- [Text shown]
--- begin ---

What are the main characteristics of your language?

Mundart (Mouth-art) :)

You can be glad that most people here don't know the difference between English and German "art". All I can tell you is that it's definately not art :p
 
Stefan Haertel said:
You can be glad that most people here don't know the difference between English and German "art". All I can tell you is that it's definately not art :p
pft, infidel :p

actually I'm not entirely sure, but I believe that the art used in mundart is the french word art and therefore identical to the english version and not the german one :)

Stefan Haertel said:
But only like a Swiss "h" ;)
yeah I know I described it poorly, what I wanted to say is that germans pronounce the "ch" usually much softer with much less throat-rasping than we do
 
In Portuguese we transform many English words to Portuguese example:
Beef- Bife (has the same pronounce)
film- filme (has the same pronounce)
Portuguese like the Spanish has many anicent influences:
Latin (Iberia once was part of the R.I.),Greek (they founded many colonies in Iberia),Celtic (They invaded the Northen Iberia), Arab (They invaded Iberia), Goth (they too), and many other european languages. In the middle ages Portuguese and Spanish were almost equal. In the 13th century a Portuguese king D.Dinis established the Portuguese language and in the Age of Descovery we get many influences from Chinese, Indian, Japanese, Thai, Malay, African dialects and American dialects. Thats the reason why Portuguese grammar is very difficult to learn (in school i'm even better in English and French that in Portuguese!)And the verbs! I never found a English how speaked good Portuguese (many of them speak Braziliian Portuguese that is gramatical incorrect)In speaking is very difficult to English speak Portuguese. WHY? Because English is a very simple language! ;) :crazyeye: :D :p :lol:
 
actually I'm not entirely sure, but I believe that the art used in mundart is the french word art and therefore identical to the english version and not the german one :)

Since the word is common in non-Swiss German, I think it's not the English meaning.

BTW, what the heck does the sentence in your signature mean?
 
Stefan Haertel said:
Since the word is common in non-Swiss German, I think it's not the English meaning.

BTW, what the heck does the sentence in your signature mean?

I googled a bit and it looks like you're propably right :blush:

my signature is taken from a Ovomaltine commercial (the chocolate-drink that gave me my nickname):

Since you're german I'll first translate it to german since that's way more accurate than my english translation: Mit Ovo kannst du's nicht besser, aber länger (With ovo will not do it better, but longer)
 
In switzerland that has 3 languages there is a universal designation for the name?
 
Rolo Master said:
In switzerland that has 3 languages there is a universal designation for the name?

Make that 4 languages, although Rumantsch is only spoken by a few thousand. :)

I'm not sure I understand the question. Do you mean the name Ovomaltine? It's a brand name and they usually exist only once and are the same in every language.
 
I thaugt that was Helvetia
 
Rolo Master said:
I thaugt that was Helvetia

now you really got me confused, you are talking about the name of switzerland :confused:

if so, there are lot's of names the latin names is:
Confoederatio Helvetica (that's where the CH comes from)

--- end ---

- [What to do]
a: Name the ancient influences on Portuguese that the forum thread lists, in the order given.
b: Print the forum thread word for word, from "Make that 4" up to and including "in every language.".

Region outline entries
--- begin ---

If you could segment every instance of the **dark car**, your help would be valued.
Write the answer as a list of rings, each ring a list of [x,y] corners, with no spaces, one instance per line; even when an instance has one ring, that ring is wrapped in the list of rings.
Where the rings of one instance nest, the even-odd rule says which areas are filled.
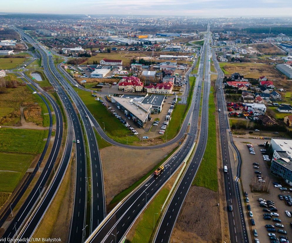
[[[286,230],[278,230],[277,231],[278,233],[281,233],[281,234],[287,234],[287,232]]]

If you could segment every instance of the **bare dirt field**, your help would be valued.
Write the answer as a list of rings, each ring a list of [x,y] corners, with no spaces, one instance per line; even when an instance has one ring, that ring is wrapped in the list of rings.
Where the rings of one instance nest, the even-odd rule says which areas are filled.
[[[153,169],[178,145],[176,143],[161,148],[147,150],[114,146],[101,149],[107,205],[115,196]]]
[[[203,187],[191,187],[170,242],[221,242],[219,200],[217,192]]]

--- end ---

- [Responses for each task]
a: Latin, Greek, Celtic, Arab, Goth

b:
Make that 4 languages, although Rumantsch is only spoken by a few thousand. :)

I'm not sure I understand the question. Do you mean the name Ovomaltine? It's a brand name and they usually exist only once and are the same in every language.